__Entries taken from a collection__
..........
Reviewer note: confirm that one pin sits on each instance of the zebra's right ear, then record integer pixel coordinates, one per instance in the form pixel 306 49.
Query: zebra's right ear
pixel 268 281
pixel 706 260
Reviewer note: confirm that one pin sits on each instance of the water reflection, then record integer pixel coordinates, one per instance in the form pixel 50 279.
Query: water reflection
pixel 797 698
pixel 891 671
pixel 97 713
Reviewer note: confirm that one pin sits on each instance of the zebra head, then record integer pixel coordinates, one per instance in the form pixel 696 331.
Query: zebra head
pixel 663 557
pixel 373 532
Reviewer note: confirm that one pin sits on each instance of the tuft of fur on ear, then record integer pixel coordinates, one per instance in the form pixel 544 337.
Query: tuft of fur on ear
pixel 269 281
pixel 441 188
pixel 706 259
..........
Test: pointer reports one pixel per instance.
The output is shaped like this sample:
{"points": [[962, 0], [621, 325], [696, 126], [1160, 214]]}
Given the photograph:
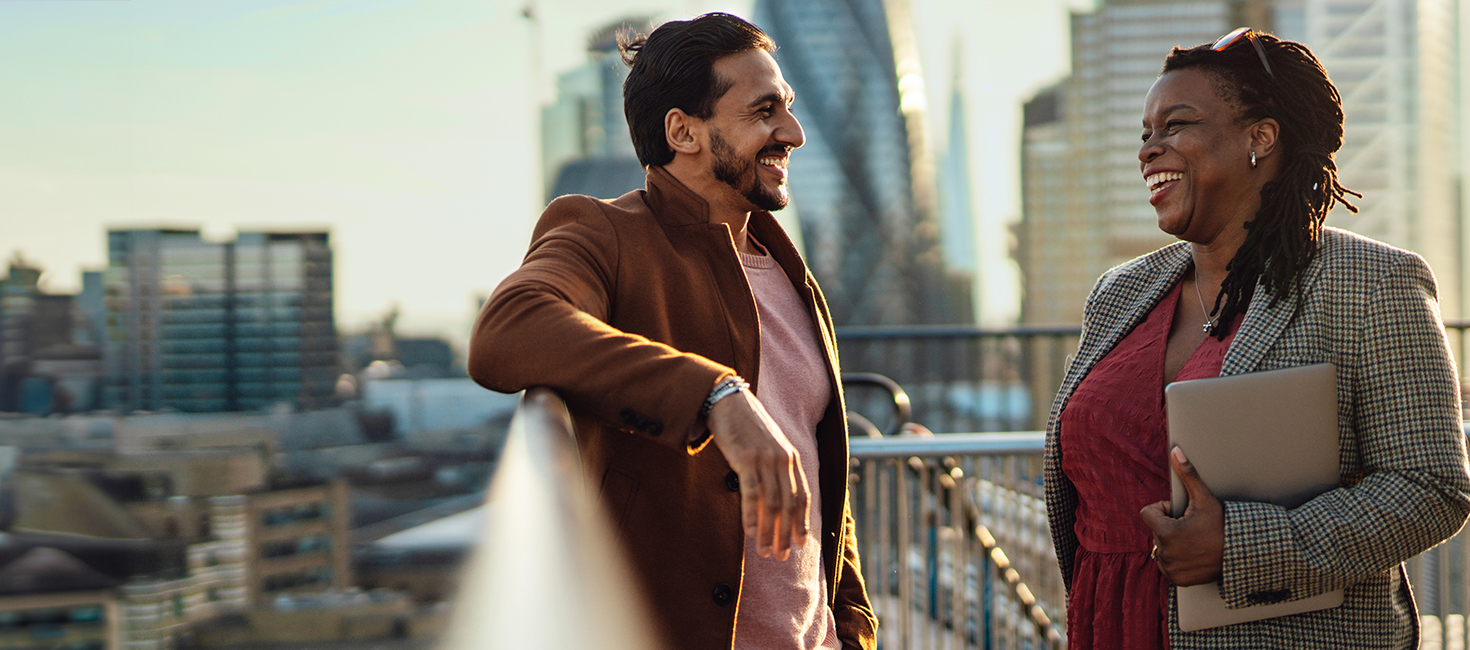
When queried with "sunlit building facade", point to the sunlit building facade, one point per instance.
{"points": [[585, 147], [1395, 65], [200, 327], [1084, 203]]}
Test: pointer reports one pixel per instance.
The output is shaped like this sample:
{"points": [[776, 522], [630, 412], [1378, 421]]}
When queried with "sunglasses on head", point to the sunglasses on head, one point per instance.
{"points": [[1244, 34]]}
..........
__REQUIRED WORK__
Whenever a line in the records contains the word "form", copy that line.

__ANSWER TO THE PROBLEM__
Reviewer note: confirm that one pin sits on each instance of the zebra's right ear, then record integer pixel coordinates, one per instance in the form pixel 306 49.
Reviewer note: confirm that one pin sits on each instance of the water reflection, then record integer pixel coordinates, one per instance in the form pixel 50 279.
Reviewer note: confirm that one pin sits on each instance of the zebra head, then record integer pixel coordinates, one per instance in the form pixel 696 331.
Reviewer note: confirm that one pin sits on each instance of the tuft of fur on ear, then record integer pixel coordinates, one per instance in the form pixel 544 337.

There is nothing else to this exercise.